__Exercise directions__: Recast every line of the records below as a JSON list of strings, one string per line, with blank lines dropped. Leave the pictures out of the list.
====
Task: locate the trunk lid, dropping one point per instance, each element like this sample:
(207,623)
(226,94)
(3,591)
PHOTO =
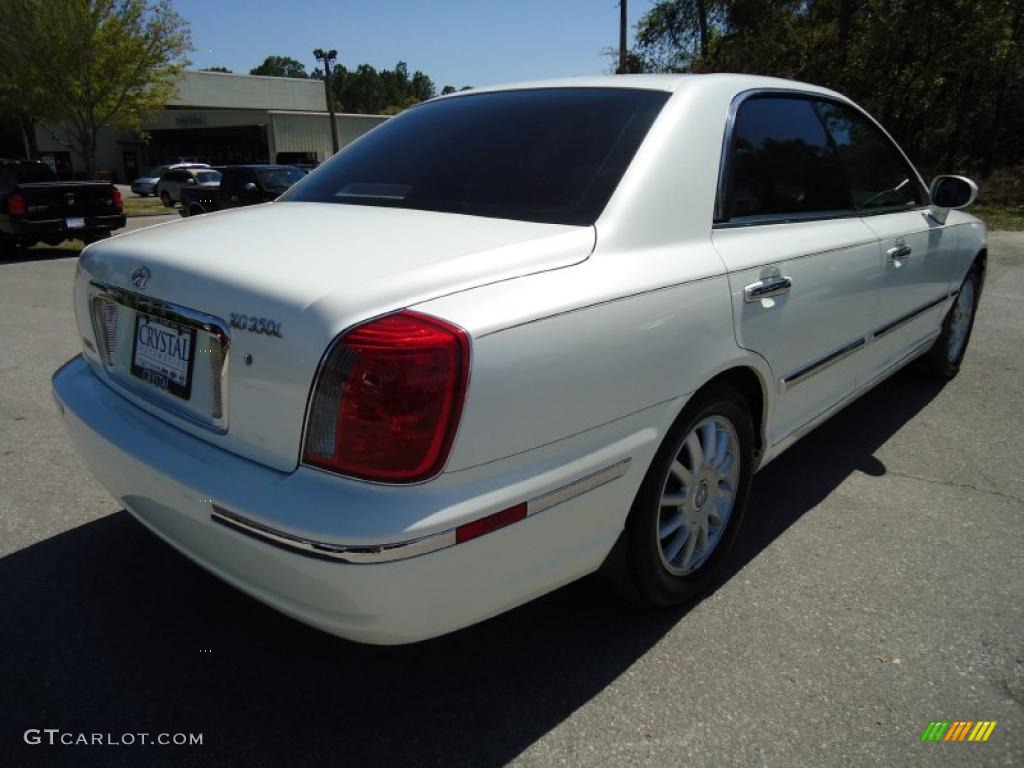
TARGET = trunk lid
(285,279)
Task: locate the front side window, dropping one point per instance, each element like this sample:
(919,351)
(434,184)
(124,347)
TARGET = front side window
(878,175)
(782,162)
(552,155)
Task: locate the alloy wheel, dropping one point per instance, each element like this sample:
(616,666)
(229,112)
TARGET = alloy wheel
(698,496)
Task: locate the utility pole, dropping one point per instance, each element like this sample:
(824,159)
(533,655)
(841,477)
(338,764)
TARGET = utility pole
(623,52)
(327,56)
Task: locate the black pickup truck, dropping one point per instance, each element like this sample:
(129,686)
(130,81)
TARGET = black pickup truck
(35,207)
(240,185)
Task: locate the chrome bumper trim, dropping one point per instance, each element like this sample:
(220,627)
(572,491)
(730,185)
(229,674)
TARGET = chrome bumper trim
(358,554)
(350,553)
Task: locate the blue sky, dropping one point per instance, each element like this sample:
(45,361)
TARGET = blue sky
(457,43)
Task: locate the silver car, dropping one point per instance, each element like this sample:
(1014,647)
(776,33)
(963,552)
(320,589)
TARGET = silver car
(169,186)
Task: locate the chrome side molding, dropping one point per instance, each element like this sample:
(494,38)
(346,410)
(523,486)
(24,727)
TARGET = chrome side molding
(803,374)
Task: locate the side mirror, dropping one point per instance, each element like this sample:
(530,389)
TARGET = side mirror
(949,194)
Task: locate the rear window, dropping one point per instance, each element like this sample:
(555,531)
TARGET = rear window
(551,155)
(279,178)
(30,172)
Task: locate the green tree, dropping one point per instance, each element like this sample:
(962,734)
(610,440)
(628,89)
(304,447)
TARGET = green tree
(371,91)
(281,67)
(89,65)
(946,79)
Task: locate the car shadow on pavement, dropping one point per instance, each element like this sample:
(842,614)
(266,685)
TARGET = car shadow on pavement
(107,630)
(44,253)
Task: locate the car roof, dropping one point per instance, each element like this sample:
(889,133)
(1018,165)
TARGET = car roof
(670,83)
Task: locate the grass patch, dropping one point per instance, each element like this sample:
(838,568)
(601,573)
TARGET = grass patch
(135,206)
(999,217)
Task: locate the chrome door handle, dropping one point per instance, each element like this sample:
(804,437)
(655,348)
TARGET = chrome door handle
(901,251)
(768,287)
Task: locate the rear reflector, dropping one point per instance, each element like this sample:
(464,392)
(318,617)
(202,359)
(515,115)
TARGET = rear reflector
(388,397)
(491,522)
====
__The reply__:
[
  "Task: locate the trunk lid, dropping one point per instance, each element like this sample:",
  "(207,623)",
  "(226,94)",
  "(3,591)",
  "PHOTO =",
  "TARGET = trunk lid",
  "(285,279)",
  "Task: locate the front side window, dropping one point per instance, each element like this sample:",
  "(919,351)",
  "(434,184)",
  "(124,347)",
  "TARGET = front side window",
  "(878,175)",
  "(782,162)",
  "(552,155)",
  "Task: locate the alloy wheel, dropping one point per instance, each element like this sample:",
  "(616,666)",
  "(229,112)",
  "TARGET = alloy wheel",
  "(698,496)",
  "Task: locate the utility pole, dropping one point per instance, each element like this sample:",
  "(824,159)",
  "(533,655)",
  "(841,477)",
  "(338,764)",
  "TARGET = utility pole",
  "(623,52)",
  "(327,56)",
  "Task: locate the black pickup truck, dropping one point per instance, each element like this sample:",
  "(129,686)",
  "(130,81)",
  "TARGET = black pickup truck",
  "(35,207)",
  "(240,185)",
  "Task: locate the chrome bumper trim, dropping one point per instance, each element like this sample:",
  "(220,627)",
  "(572,491)",
  "(730,185)",
  "(229,674)",
  "TARGET = chrome bumper trim",
  "(358,554)",
  "(350,553)",
  "Task: locate the blue sky, dropping one point per instance, each element like this sample:",
  "(45,361)",
  "TARGET = blue sky",
  "(457,43)",
  "Task: locate the silver car, dropping one point per instance, each element like this sample:",
  "(1014,647)",
  "(776,33)",
  "(963,552)",
  "(320,589)",
  "TARGET = silver car",
  "(169,186)",
  "Task: locate the chrome side molding, dropping one point per instance, each element like this sample:",
  "(494,38)",
  "(346,410)",
  "(523,486)",
  "(24,727)",
  "TARGET = chrome side molding",
  "(803,374)",
  "Task: locate the side mirror, dropping one point per instance, each element like this sample:",
  "(530,389)",
  "TARGET = side mirror",
  "(949,194)",
  "Task: locate the rear window, dropping one point per instance, each element like this sample:",
  "(555,531)",
  "TARGET = rear window",
  "(551,155)",
  "(279,178)",
  "(30,172)",
  "Task: locate the green tree, dropping one point per instance, each element like this sample:",
  "(962,734)",
  "(610,440)",
  "(628,89)",
  "(304,447)",
  "TARGET = green tree",
  "(371,91)",
  "(281,67)",
  "(89,65)",
  "(946,79)",
  "Task: locate the car shadow on pavement, dropping one point per instance, each element like this sample:",
  "(842,614)",
  "(266,685)",
  "TARGET = car shadow on pavement",
  "(107,630)",
  "(44,253)",
  "Task: locate the car roof, dropping one point per instance, each element like this sample:",
  "(889,133)",
  "(1018,165)",
  "TARGET = car roof",
  "(670,83)",
  "Task: locate the grass patch, dropping one point per instance, each element like this sample:",
  "(838,568)",
  "(601,573)",
  "TARGET = grass patch",
  "(135,206)",
  "(999,217)",
  "Task: locate the chrome door handle, dropping one point per instance, each element like this sample:",
  "(804,437)",
  "(655,348)",
  "TARGET = chrome door handle",
  "(901,251)",
  "(768,287)",
  "Task: locate the rear reflector, dropping one point per instance, each element like this sample:",
  "(464,392)",
  "(318,617)",
  "(202,359)",
  "(515,115)",
  "TARGET = rear reflector",
  "(388,397)",
  "(491,522)"
]